▶ Problem: In the passage about Hell below, which article of the Augsburg Confession does the writer quote?

▶ Excerpted passage:
|---|

My mind has been on Hell for a bit. Not because I’m wishing someone there.  Or even because my sins are pressing on me. Like most of these things it started with a study prep. The Augsburg Confession study with the Young Adults (does anyone like being called that? I usually say 20-somethings.  Oh to be 20-something and have all your joints still working.), anyway, the Augsburg Confession article 17 doesn’t tip-toe around anything. “He will condemn ungodly people and the devils to be tormented without end.”  It came up a 2nd time in an offhand conversation.  And in the way the algorithm works – my phone must have overheard that conversation – the next day Amazon recommends a new book which just happens to be about a modern decent into hell (R.F. Kuang’s Katabasis, which 200 pages into it is really good). And thinking a bit more, it’s a doctrine that you never hear directly preached from the pulpit.  For all the cliches about fire and brimstone preaching, I’ve never heard one on the doctrine itself, nor do I remember preaching one.  Which probably reflects the emphasis of seminary – “stick to the gospel.”

|---|

▶ Dataset excerpts:
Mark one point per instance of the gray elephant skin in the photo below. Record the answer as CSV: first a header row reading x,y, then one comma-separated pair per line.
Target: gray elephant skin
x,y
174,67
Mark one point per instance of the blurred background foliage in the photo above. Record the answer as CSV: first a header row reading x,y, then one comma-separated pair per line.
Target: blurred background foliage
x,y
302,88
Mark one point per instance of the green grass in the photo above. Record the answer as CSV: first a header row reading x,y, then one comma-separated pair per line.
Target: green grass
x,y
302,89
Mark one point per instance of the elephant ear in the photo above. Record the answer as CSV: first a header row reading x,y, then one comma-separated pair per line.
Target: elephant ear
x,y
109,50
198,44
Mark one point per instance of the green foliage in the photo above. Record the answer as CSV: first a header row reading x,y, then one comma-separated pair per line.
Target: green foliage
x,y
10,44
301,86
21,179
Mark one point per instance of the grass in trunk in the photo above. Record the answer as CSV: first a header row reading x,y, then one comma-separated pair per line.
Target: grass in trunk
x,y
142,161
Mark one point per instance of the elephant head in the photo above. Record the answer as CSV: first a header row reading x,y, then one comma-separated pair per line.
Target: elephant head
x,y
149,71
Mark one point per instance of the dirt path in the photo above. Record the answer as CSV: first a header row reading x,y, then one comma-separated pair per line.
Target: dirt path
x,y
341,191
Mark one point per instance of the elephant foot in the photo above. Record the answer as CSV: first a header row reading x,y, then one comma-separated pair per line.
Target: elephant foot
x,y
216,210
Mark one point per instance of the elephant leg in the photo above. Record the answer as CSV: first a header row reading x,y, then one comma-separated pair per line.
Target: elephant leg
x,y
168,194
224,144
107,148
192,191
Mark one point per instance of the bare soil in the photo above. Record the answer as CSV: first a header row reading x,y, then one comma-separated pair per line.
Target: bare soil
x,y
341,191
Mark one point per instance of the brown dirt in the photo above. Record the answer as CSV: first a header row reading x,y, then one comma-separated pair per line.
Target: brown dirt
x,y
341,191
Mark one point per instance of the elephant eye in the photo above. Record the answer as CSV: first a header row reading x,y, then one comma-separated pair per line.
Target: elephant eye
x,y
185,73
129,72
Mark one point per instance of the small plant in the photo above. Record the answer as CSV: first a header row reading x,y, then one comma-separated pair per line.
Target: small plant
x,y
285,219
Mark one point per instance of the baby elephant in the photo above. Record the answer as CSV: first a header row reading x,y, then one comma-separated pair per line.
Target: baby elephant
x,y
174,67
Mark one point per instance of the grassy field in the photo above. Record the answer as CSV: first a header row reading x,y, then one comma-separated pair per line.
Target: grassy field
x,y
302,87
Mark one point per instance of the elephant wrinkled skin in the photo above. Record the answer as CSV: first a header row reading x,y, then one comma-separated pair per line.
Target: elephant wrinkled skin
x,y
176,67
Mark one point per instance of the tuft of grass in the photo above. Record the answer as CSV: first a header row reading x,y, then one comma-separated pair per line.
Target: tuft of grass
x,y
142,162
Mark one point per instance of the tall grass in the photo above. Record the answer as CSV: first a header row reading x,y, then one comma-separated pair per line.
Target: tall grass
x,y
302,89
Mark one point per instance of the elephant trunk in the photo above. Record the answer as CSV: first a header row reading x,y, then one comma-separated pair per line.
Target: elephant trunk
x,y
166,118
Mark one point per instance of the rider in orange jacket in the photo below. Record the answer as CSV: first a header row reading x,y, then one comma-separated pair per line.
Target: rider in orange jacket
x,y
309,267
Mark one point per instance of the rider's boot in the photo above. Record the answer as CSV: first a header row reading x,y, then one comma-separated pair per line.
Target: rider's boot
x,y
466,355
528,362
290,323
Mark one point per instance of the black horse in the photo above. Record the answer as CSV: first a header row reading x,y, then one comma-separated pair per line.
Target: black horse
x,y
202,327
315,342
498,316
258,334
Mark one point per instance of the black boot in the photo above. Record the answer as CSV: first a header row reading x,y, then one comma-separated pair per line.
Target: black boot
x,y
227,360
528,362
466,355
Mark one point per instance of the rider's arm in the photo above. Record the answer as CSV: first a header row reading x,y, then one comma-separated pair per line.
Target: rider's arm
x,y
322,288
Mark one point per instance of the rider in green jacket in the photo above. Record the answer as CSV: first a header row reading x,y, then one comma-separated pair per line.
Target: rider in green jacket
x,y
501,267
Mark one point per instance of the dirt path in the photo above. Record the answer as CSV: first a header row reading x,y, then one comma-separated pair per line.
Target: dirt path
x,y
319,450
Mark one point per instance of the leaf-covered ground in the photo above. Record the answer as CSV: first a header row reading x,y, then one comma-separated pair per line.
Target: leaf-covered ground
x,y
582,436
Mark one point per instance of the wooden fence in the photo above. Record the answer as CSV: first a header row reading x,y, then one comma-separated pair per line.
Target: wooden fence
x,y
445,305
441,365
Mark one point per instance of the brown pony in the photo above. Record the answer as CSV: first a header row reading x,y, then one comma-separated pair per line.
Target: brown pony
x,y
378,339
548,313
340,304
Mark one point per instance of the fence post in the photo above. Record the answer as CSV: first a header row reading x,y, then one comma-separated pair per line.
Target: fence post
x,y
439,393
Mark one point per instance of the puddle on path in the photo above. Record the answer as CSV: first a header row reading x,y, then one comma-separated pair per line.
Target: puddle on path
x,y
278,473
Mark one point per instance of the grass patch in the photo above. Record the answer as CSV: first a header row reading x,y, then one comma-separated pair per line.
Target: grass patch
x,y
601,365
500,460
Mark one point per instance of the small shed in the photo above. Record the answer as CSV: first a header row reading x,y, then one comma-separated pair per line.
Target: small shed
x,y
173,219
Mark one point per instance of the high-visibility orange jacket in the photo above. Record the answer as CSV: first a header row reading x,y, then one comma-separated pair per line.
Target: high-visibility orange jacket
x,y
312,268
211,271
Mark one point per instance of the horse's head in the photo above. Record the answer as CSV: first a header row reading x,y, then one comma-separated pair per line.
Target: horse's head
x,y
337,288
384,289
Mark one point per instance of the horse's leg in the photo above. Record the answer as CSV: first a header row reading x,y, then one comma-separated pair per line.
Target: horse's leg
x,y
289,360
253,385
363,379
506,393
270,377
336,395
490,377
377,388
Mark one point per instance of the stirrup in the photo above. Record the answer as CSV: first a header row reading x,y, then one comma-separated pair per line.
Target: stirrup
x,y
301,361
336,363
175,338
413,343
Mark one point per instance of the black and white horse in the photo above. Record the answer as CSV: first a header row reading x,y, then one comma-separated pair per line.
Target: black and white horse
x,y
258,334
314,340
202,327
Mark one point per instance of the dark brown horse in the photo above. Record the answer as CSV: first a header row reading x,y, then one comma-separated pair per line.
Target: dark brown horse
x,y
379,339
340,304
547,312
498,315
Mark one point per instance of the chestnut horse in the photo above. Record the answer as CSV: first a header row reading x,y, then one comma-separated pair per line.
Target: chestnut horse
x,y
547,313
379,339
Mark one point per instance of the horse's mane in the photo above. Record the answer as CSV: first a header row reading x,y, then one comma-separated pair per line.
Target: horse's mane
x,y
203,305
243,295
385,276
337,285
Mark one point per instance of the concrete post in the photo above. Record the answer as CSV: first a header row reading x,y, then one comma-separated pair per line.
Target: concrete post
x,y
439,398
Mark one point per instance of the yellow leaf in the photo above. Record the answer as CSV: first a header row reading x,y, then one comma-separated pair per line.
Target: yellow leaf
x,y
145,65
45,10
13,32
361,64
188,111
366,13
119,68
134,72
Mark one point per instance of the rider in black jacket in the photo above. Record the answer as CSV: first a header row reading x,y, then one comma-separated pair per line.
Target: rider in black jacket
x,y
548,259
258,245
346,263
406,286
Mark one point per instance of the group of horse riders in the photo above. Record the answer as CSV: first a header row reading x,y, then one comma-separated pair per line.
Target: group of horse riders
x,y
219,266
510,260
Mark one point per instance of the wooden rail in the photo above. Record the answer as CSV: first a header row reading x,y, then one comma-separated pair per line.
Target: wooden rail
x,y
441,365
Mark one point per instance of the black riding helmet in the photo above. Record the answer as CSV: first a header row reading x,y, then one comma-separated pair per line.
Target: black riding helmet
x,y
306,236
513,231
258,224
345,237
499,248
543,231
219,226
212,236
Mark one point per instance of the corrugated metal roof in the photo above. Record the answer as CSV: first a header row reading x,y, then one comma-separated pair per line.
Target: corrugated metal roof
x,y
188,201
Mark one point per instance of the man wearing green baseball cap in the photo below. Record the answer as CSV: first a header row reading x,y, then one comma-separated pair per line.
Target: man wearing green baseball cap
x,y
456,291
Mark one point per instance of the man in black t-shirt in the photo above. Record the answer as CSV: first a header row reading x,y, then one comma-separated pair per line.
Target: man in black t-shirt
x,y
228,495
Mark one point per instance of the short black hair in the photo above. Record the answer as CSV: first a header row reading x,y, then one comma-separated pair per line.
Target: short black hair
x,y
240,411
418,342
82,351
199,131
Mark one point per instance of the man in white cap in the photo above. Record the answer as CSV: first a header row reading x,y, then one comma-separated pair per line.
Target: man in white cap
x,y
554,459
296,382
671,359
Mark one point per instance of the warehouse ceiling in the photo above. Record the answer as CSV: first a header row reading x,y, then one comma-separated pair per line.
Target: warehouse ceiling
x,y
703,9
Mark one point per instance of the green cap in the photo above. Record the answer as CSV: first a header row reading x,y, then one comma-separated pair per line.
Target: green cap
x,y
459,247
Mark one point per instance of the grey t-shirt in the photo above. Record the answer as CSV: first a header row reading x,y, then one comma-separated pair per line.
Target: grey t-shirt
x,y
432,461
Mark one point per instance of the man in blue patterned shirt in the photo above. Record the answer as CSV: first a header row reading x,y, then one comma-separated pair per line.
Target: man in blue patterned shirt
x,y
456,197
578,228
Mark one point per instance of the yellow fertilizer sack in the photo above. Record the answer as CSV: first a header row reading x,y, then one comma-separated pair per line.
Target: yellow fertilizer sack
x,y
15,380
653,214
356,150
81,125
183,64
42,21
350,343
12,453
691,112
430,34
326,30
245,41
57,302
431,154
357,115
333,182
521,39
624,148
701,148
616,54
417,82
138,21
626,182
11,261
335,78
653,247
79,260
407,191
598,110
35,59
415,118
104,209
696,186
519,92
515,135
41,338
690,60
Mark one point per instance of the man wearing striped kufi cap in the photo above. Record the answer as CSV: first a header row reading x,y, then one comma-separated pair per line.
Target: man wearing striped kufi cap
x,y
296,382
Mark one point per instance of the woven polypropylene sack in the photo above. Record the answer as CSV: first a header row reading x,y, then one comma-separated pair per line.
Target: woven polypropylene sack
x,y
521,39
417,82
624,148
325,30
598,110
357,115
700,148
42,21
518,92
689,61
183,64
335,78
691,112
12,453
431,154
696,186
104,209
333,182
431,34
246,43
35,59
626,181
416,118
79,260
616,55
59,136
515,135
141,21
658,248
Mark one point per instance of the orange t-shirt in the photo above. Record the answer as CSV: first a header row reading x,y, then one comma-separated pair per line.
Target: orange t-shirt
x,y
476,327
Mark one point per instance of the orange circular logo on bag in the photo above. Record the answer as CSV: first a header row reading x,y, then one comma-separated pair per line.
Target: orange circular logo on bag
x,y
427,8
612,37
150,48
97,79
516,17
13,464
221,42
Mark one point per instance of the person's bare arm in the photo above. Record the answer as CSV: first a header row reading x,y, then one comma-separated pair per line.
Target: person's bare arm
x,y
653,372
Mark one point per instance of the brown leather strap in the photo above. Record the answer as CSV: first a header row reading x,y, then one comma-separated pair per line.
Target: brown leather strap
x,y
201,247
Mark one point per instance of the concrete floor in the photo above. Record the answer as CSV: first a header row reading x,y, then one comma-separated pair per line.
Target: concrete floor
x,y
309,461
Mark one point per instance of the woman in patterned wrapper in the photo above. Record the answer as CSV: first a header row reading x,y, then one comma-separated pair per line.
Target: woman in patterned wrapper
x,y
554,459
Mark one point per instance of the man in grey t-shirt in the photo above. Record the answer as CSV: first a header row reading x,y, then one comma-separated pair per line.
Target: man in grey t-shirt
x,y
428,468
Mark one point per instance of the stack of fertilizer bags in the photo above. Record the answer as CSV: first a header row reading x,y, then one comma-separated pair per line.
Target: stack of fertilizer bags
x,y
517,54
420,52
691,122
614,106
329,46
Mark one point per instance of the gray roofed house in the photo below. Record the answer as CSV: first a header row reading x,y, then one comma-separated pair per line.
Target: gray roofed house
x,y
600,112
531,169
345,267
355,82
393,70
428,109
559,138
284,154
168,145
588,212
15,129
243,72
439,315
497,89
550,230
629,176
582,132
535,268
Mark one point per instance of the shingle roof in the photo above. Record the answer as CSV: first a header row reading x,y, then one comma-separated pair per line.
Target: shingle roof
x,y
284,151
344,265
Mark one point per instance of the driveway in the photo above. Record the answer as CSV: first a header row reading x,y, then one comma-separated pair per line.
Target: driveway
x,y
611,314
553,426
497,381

|---|

▶ Problem solution: Article 17